### Exercises
1: List the sources of compliance requirements named in the essay on security and compliance.
2: Using the essay on security and compliance, explain why the security professional must spend a good deal of time stressing that incidents come in all levels of severity.
3: Continue the essay on security and compliance from its last sentence.

### Text section
=== Begin Enclosure ===

It’s now commonplace to read that security means more than checking off boxes on a compliance checklist.  A robust approach to security includes trying to fill the gaps between the boxes.  I would argue that that argument has mostly been won.

In No Book to Be By, I argued that we should extend that argument to rejecting the creation of a custom “compliance” checklist out of audit findings.  I disparaged just having a project manager implement that remediation as a series of tasks and calling that a “security program.”  A robust approach to security includes being flexible and able to re-prioritize as threats emerge.

Compliance is something security has to live with.  Be it requirements in regulations, contracts or policies or any combination of the three, the Enterprise has an interest in being compliant.   For the security professional, being compliant should always be an objective, but never the objective.  It should be an enabler.  For more on that, see In Defense of Compliance.  Even the discovery of non-compliance can be enabling (which is not to say it is ever something to striver for).

Non-compliance is discovered in two ways: incidents and audits/assessments.

No one involved in information security or compliance for the Enterprise looks forward to the discovery of non-compliance, regardless of how it comes about.   And even though there are fundamental differences between a security incident and the findings of an audit or risk assessment, they both lead to the same regret: wish we had done better.

Let’s look at the differences between the two before looking at how the similarities can teach us something very useful about compliance.

Incidents come in all levels of severity.  This is a point that the information security professional needs to spend a good deal of time stressing.  It’s understandable for members of the workforce to consider anything that does not result in the breach of thousands of credit card numbers to be something not worth reporting.

=== End Enclosure ===

[Region pointing data]

=== Begin Enclosure ===

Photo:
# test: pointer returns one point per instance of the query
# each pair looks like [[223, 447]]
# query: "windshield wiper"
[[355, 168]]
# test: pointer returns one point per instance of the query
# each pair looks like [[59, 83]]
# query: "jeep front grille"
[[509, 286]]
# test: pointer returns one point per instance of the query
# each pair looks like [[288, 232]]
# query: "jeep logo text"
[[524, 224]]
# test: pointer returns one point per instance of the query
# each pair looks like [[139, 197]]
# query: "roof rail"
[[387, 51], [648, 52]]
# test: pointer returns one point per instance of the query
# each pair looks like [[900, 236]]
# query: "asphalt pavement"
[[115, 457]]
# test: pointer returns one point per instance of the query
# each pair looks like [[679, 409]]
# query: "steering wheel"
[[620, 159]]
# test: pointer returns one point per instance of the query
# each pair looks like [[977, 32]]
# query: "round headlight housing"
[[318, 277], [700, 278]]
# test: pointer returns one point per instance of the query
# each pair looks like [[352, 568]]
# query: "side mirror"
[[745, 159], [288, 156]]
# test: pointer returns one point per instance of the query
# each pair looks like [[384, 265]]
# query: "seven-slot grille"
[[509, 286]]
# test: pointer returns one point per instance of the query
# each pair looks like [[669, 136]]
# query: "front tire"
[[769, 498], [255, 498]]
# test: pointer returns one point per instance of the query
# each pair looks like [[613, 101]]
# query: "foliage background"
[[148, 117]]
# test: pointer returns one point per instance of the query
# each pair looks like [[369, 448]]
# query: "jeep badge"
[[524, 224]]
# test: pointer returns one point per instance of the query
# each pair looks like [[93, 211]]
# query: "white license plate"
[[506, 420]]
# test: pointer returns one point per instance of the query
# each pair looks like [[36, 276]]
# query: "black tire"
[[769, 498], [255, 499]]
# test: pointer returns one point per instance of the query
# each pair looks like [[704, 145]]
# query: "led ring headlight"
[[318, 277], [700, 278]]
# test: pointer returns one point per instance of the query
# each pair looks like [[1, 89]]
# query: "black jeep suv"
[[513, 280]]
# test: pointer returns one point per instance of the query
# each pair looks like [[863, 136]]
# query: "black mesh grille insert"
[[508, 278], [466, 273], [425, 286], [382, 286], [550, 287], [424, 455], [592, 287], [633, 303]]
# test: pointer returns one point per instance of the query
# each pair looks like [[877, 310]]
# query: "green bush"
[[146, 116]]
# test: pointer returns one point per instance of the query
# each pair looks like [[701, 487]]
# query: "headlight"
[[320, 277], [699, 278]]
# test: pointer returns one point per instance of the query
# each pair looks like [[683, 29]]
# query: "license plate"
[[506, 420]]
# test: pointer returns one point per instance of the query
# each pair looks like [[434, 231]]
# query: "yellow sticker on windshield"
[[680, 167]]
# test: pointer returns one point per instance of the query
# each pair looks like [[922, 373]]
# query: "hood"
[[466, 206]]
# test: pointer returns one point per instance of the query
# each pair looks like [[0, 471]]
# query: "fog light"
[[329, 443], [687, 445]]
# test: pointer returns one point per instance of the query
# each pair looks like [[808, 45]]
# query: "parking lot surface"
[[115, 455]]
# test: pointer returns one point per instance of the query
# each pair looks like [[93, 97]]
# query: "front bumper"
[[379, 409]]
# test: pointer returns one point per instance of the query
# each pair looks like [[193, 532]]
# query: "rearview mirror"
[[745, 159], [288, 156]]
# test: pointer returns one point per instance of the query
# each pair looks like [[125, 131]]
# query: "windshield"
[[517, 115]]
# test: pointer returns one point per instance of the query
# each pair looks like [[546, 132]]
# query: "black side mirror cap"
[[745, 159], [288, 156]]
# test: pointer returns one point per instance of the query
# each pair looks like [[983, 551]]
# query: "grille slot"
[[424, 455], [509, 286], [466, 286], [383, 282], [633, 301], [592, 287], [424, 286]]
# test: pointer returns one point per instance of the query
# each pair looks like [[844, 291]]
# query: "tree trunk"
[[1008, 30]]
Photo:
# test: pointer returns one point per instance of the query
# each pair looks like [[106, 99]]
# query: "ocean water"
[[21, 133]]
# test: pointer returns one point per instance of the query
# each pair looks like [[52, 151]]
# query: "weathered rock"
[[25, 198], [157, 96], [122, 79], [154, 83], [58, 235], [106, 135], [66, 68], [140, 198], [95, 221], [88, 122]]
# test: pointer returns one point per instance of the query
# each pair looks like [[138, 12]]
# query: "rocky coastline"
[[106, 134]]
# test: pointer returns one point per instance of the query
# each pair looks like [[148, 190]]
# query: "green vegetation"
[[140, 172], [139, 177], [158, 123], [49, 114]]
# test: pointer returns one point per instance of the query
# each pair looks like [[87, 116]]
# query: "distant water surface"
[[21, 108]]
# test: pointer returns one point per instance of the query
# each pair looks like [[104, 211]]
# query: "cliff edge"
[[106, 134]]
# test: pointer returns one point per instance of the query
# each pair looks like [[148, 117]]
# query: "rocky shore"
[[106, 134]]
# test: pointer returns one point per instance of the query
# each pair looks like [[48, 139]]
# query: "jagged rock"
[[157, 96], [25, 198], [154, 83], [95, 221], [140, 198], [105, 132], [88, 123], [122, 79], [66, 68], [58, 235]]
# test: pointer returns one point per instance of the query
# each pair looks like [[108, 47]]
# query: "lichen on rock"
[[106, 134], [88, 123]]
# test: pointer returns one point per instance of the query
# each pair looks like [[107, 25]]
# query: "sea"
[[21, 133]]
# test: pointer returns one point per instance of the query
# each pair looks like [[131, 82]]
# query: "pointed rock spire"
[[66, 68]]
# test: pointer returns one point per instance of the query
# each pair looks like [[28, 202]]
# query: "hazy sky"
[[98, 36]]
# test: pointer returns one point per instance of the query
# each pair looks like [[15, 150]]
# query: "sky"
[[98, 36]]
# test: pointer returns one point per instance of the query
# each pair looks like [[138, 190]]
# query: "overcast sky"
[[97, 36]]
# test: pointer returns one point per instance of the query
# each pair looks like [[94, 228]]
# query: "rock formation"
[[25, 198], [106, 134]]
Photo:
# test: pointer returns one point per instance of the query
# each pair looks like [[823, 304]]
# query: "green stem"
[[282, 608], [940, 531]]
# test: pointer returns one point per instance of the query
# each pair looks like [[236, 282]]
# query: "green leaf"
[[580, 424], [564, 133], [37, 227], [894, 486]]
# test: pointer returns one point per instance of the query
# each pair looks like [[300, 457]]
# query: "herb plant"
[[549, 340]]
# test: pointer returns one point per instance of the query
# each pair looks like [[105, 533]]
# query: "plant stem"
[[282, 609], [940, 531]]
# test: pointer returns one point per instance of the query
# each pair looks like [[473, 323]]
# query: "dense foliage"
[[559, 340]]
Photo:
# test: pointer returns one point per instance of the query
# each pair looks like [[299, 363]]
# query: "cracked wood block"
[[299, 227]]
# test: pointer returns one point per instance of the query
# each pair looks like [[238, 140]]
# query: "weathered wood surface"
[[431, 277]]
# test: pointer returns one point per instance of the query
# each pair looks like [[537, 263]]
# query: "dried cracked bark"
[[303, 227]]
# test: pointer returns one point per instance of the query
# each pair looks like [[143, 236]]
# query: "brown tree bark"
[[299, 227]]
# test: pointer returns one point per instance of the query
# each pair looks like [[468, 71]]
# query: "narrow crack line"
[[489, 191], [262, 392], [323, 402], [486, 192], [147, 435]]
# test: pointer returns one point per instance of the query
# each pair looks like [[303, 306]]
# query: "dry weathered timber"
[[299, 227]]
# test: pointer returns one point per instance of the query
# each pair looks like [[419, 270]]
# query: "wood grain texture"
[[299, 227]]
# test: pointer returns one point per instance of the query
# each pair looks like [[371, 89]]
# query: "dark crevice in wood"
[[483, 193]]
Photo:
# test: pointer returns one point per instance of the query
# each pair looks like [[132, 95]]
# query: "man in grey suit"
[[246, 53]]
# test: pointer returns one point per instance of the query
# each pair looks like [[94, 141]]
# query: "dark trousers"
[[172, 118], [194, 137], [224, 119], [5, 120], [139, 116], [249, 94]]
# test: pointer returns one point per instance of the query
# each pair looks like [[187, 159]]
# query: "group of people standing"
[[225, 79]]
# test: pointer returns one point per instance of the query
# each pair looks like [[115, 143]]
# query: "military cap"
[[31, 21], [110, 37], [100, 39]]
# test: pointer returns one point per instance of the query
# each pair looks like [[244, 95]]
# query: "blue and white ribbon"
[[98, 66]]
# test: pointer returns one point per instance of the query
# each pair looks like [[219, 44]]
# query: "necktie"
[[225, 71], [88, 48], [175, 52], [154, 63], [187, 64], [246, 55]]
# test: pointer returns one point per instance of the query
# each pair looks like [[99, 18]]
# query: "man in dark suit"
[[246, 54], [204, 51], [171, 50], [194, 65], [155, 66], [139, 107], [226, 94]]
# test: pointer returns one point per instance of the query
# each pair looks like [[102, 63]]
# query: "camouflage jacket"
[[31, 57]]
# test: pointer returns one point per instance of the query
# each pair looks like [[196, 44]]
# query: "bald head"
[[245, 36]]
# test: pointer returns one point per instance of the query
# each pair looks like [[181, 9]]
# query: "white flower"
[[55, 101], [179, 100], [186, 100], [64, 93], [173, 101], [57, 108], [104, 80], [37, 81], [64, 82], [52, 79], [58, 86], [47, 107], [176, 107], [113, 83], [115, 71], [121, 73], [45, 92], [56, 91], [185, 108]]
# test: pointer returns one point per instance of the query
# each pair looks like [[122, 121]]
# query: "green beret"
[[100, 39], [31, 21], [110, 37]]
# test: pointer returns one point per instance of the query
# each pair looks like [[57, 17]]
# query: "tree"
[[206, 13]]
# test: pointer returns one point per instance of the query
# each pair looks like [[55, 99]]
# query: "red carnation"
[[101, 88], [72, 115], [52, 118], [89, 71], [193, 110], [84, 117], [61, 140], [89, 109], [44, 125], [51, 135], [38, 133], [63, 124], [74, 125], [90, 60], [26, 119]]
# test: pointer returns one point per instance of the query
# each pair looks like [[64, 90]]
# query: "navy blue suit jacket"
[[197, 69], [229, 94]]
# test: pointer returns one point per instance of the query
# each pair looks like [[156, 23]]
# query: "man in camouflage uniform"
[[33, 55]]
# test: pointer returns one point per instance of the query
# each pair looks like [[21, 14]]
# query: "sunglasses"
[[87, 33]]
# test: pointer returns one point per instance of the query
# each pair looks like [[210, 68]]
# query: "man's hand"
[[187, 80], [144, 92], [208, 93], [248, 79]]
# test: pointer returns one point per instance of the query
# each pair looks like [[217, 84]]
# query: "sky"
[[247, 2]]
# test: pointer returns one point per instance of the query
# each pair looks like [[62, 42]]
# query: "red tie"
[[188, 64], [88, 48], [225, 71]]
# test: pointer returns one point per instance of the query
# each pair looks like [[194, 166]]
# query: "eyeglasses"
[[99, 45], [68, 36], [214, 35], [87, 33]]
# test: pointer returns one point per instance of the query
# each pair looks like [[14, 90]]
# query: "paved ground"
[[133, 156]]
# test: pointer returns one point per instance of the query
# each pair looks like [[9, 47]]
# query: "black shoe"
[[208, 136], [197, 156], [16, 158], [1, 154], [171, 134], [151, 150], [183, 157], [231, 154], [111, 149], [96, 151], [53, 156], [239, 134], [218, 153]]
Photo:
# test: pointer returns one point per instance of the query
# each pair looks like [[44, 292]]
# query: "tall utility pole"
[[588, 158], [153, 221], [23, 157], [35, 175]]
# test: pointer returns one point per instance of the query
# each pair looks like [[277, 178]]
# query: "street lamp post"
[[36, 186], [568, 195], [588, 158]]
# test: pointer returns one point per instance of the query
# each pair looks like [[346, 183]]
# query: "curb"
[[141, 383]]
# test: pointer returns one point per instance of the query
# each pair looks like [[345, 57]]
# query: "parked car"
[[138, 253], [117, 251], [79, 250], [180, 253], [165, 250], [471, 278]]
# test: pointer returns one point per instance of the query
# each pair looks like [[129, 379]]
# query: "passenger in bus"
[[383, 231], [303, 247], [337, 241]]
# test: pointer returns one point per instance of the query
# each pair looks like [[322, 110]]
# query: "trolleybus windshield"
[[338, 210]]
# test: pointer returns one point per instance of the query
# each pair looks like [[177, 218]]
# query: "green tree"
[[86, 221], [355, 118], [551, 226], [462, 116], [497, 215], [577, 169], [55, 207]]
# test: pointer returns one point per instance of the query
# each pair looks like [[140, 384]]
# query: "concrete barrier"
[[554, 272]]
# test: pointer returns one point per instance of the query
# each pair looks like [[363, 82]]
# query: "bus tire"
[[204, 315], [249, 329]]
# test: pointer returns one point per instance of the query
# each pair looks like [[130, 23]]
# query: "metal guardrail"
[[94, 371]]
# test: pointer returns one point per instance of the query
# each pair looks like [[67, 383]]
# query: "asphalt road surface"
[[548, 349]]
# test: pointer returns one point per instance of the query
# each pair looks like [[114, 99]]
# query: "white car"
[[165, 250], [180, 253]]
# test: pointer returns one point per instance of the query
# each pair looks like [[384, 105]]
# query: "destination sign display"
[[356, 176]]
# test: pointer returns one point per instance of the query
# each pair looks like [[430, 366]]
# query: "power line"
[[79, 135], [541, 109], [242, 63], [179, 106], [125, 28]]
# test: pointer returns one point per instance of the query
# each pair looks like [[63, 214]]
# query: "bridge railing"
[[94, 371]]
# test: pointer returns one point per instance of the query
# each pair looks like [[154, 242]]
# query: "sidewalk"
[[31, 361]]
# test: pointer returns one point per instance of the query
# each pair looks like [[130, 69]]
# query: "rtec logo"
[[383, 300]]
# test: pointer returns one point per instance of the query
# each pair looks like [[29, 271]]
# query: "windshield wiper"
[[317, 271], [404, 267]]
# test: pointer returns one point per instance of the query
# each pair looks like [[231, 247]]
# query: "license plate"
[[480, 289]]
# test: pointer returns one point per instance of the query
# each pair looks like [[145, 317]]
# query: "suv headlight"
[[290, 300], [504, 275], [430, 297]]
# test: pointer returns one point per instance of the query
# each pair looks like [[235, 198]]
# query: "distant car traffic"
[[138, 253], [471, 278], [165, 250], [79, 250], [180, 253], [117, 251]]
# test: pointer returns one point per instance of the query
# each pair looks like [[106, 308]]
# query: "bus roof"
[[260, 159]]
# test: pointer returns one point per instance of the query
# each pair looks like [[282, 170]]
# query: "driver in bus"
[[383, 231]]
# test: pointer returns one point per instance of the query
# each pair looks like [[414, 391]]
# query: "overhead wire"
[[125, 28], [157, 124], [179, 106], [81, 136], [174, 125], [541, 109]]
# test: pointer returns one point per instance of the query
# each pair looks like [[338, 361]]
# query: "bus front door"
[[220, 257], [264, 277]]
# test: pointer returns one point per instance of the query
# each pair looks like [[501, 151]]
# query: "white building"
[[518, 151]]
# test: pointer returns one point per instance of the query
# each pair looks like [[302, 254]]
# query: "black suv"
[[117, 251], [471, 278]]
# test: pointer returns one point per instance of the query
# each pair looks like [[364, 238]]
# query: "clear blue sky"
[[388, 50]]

=== End Enclosure ===

### Expected responses
1: Regulations, contracts and policies.

2: Members of the workforce may understandably consider anything that does not result in the breach of thousands of credit card numbers not worth reporting. Stressing that incidents vary in severity counters that view.

3:
But for the security professional who is looking for patterns and weaknesses, a “harmless” incident can be very valuable.  So facilitating incident reporting becomes an objective in and of itself.

Incidents are not like audit findings, in that they come as surprises and determining what an appropriate response is must happen quickly.  If they do involve the breach of sensitive information, then the surprise is jarring and the response must be significant.

In contrast, learning about findings that result from an audit or a risk assessment cannot be a complete surprise.  The auditors/assessors are looking for areas of non-compliance.

The presentation of those findings is also usually a controlled event, via a letter or report and a scheduled meeting to present them.   Responses may need to be immediate, but often times, they require retracing some of the same steps the auditor took and then designing an appropriate remediation strategy.

It is in the space of time between the Enterprise’s belief in its own compliance and the discovery that it is not compliant, that we find a gray area.   There’s an opportunity to address not the letter of the compliance requirement, but the intent.

Intention may seem like an odd characteristic to ascribe to compliance requirements.  But it’s not.  Consider that when a regulation requires technical, physical and administrative safeguards to protect the confidentiality, integrity and availability of sensitive data, the objective is effective protection, not passing audits.

When you take the first step beyond the compliance checklist, you are trying to define the controls the checklist doesn’t specify (one of the ones I point out regularly is that HIPAA doesn’t say you need to patch servers—but of course you should).

The second step, however, is not to find the controls that are not listed on your checklist, but to ensure the effectiveness of all the controls in your environment.  This is the grey area.  This is the hardest sell in a regulated environment.  Because measuring effectiveness means going beyond the usual tautologies of creating evidence.

For example, producing a report showing that all the machines that have anti-virus are running the latest version will check a box.   You can usually satisfy an audit requirement with that report.  But determining if that report shows all the machines on your network can be a great deal more work.

Getting your logs fed into a SIEM can demonstrate you are monitoring your environment.  But dumping raw logs from a server and reconciling them with the logs in your SIEM is the best way to know you don’t have blind spots in that monitoring.  Again, that’s a lot of work.

Passing audits is a good thing.  For the security professional, being compliant should always be an objective.   However, it is important to not let demonstrating compliance be the final objective of being compliant.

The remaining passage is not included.